I picture the beauty of it every time I pass by in the tram and then I flounder and the landscape changes under my feet and I am in my way to the underground and shadows and the tram stops for a second under the pavement and every day my trip goes deeper through the layers and layers of water and sand and time. But space takes over and the eye focus first in the underlying of the grass and its charismatic formations leading me deeper and below to its interlacing of energies and water. Like a fish I swim under the concreted statues as the tram stops for a longer and wet second at Taranjanga, the place of the red kangaroo, jumping its way around the dancing shadows heart of the city, heart of us poets, seers of the shadow world.
I can feel it, I can feel it calling me. Beneath the pavement the heart beat fast and strong, bumping Akandanya superstitually into us a sense of location and belonging and redness my Mapuche heart forcing connections in me while the tram expanded stops under the pavement and I see the pounding red heart but it's not in the statue above. She is part of the concrete, too heavy an image of death, a burden dark and shallow, no roots, no love, a concreted piece standing in the middle of the city. This is not her city, I am speaking of something else, I see the shadows taking roots from Kanyanga.
If your heart flowers your eye will see it, look for it during springtime or even during winter I mean you will see the underworld coming to life. Every time you pass by Taranjanga the tram will stop and it will be there deep beneath the statue of Queen Victoria. There it is, there it is the dreaming place of the red kangaroo visions of the emerald vision the dust Taranjanga. My Mapuche heart forcing connections in me.
Speaker 2
Sergio, in previous episodes of this program we've interviewed Juan Garrido Salgado and Steve Brock, poets and translators with whom you collaborated along with Bicto Sifuentes Palacios and Jaime Luis Winumbia on the remarkable trilingual poetry anthology, Poetry of the Earth, which brings together poems in Mapudongong, the language of the Mapuche people of Chile, with versions in Spanish and English. It's an extraordinary work. What did that project mean to you personally and what was it like to be part of a team producing such a significant contribution to bringing the voices of indigenous people of the global south to the wider community?
Speaker 3 09:12
It was a period of a few years in which we worked, Juan and Steve and me, sometimes in my house, sometimes in Juan's place or Steve's place, and through the week we worked alone. But every weekend, Saturday afternoon or Sunday afternoon, we come together to discuss what we were doing. And it was quite an interesting relationship because the Mapuche poetry is probably one of the important practices that are taken within the domain of language and the struggle to be perceived and to express yourself through language. If you don't speak, you don't have representation. So it's a struggle the Mapuche people have been doing for a long, long, long, long time, more than 500 years.

→ **STORED DATA**
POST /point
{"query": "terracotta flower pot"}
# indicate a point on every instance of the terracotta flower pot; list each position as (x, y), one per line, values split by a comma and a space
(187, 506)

→ **WRITTEN EXERCISE**
Resume the interview about Mapuche poetry and the anthology project, continuing on from its final sentence.

→ **ANSWER**
And it's a critical point at this moment in Chile, which is also this lack of spacing, this lack of the capacity to produce a space within yourself because you don't want it. Why? I'm white, so I don't need it. Why? Oh, well, I'm a Chilean, so I don't need it. And this is nonsense because the expansion of intelligence takes place only if you give space to the other person, which brings the novelty. So we think of ourselves as modern people, but in fact, we don't want to be modern. We are very traditional in the worst sense of the word. We don't want to change. And this is the problem. So this task of translating was quite an important one because these poets, the seven poets we included in the in the antelope are Mapuche, of Mapuche background.
But some of them are relearning Mapuche language. So for them was also an exercise of translation. And for us as well. For us to translate from the Spanish version, which was the main version, they all wrote in Spanish. Only one of them, I think, was completely bilingual. All the others were relearning the language. And we were translating from Spanish to English and the poets themselves translating from Spanish to Mapudungun. So it was an exercise where you have to consider all these things that are moving around. This is a poetry. It's a language that is moving around. It's not settled. And we don't need to be settled because settling something means to froze.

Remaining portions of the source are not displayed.